++++ Page extract ++++
Life in a woodland tends to be secretive. A quick casual look might lead an observer to
conclude that there were no animals present. However, closer, quiet (!) observation will
reveal a world seething with activity and life.
All of the
different types of plants, fungi and lichens in a woodland offer a wide range of food
choices, not to mention hiding places, for an even greater variety of animals. These might
include invertebrates such as aphids and leaf miners feeding on leaves in the tree canopy.
Butterfly caterpillars munch their way through grasses and herbs on the woodland floor,
while deer browse on tender shoots and young saplings.
The rich larder of herbivores (plant-eaters) in turn provides food
for many different carnivorous animals. Ground beetles hunt the woodland floor in search
of smaller prey. Song birds dart through the tree canopy seeking out insects and small
invertebrates. Sparrowhawks in turn, hunt the small birds, while signs of fox and badger
are visible to the discerning eye.
||In certain areas of Southern Britain such as Dorset, Kent and East
Sussex, you might also come across signs of an animal which once roamed British
woodlands, but which has been extinct in this country for approximately 400 years. Several
free-living populations of Wild Boar have become established in these areas, derived from
escapees from wild boar farms and wild animal collections.
For more on Wild Boar and a video clip, click here.
Nature is the ultimate recycler and nowhere is this
more apparent than in woodlands. Dead rotting wood provides a rich hunting ground for the
weird and wonderful of the invertebrate world. Amazingly, over 1,700 different kinds of
invertebrates can be found living in rotting wood habitats in Britain. The decaying leaf
litter beneath the trees will also be full of small invertebrates, while the soil beneath
it is similarly alive with tiny creatures. Stand in a wood and it is probable that
there is more life in the soil beneath your feet than there is above it! In addition to
millions of invertebrates and bacteria, the soil will be riddled with thousands of miles of fungal hyphae, which many
plants and particularly the trees, depend upon for their very survival. The mushrooms or
toadstools that we commonly see are merely the reproductive structures.
++++ Data to examine ++++
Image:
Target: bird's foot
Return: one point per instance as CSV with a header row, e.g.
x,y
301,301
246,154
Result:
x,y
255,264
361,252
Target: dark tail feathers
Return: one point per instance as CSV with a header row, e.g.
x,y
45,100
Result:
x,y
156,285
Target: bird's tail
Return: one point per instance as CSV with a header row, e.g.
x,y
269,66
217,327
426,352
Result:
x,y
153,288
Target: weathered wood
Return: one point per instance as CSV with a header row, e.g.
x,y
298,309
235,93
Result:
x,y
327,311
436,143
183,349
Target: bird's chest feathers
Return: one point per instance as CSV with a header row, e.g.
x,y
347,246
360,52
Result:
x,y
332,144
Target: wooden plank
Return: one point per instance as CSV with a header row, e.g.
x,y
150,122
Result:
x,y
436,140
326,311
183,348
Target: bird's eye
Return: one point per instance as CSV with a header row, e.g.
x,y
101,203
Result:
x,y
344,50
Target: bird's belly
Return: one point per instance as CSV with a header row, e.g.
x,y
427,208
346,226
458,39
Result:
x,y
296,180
++++
++++ Data to examine ++++
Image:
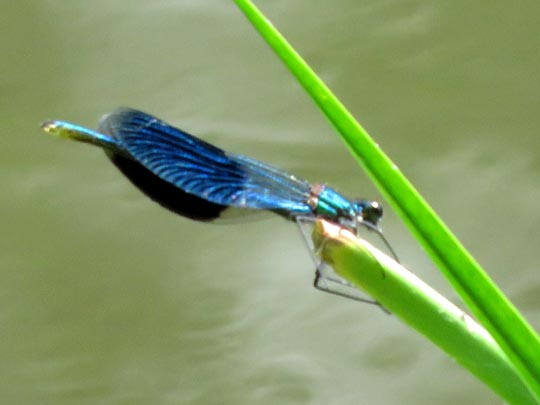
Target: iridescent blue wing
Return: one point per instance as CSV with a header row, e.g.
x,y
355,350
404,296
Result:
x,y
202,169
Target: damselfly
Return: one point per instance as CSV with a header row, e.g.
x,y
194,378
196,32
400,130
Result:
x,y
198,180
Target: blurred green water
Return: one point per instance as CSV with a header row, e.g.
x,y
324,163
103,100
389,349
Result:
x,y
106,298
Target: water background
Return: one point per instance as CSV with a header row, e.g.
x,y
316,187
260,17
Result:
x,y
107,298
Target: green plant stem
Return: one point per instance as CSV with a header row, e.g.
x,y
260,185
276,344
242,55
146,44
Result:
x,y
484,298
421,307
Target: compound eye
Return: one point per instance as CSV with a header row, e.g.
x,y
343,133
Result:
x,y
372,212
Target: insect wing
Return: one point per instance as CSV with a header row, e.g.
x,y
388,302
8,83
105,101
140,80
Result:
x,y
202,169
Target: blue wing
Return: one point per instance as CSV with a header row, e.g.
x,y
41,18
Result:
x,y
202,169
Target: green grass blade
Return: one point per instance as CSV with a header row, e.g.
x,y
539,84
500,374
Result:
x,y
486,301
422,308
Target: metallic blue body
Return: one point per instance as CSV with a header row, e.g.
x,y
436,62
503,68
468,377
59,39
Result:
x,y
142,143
++++
> Exercises:
1. According to the woodland wildlife text, how many different kinds of invertebrates can be found living in rotting wood habitats in Britain?
2. List every animal that the woodland wildlife text names as feeding on plants.
3. Write the next part of the woodland wildlife text, following on from its final sentence.

> Answers by task:
1. Over 1,700

2. Aphids, leaf miners, butterfly caterpillars, deer

3.
||Fungi are a normally unseen, but all pervasive and
very important, component of woodlands.They are of vital importance for the recycling of
dead material in woodlands, as well as for promoting tree growth through mycorrhizal associations.
In Britain, spring and especially
the autumn are the best times to explore for the fruiting bodies. These are generally the
only indication of fungal presence, although some fungi have long-lived fruiting bodies
which can be seen all year round (e.g. Bracket Fungi). Different fungi produce fruiting
bodies in an enormous range of sizes, shapes and colours.
More on fungi here
The specific plants and animals to be found in a
woodland depend very much on the type of woodland involved. There are a great many
different types of woodland. They are generally identified by the type and/or mix of
dominant trees making up the main canopy of the woodland.